(What to produce): Please rewrite the records below, replacing each "Target" with "Object" and keeping everything else the same.

(Location identification items):
☆ ☆ ☆ ☆

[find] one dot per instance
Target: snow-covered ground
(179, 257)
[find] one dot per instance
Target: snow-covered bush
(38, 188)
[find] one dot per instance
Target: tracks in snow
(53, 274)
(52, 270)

☆ ☆ ☆ ☆

(Correct answer):
[find] one dot per instance
Object: snow-covered ground
(179, 257)
[find] one dot per instance
Object: snow-covered bush
(38, 188)
[find] one dot per instance
Object: tracks in snow
(53, 274)
(52, 270)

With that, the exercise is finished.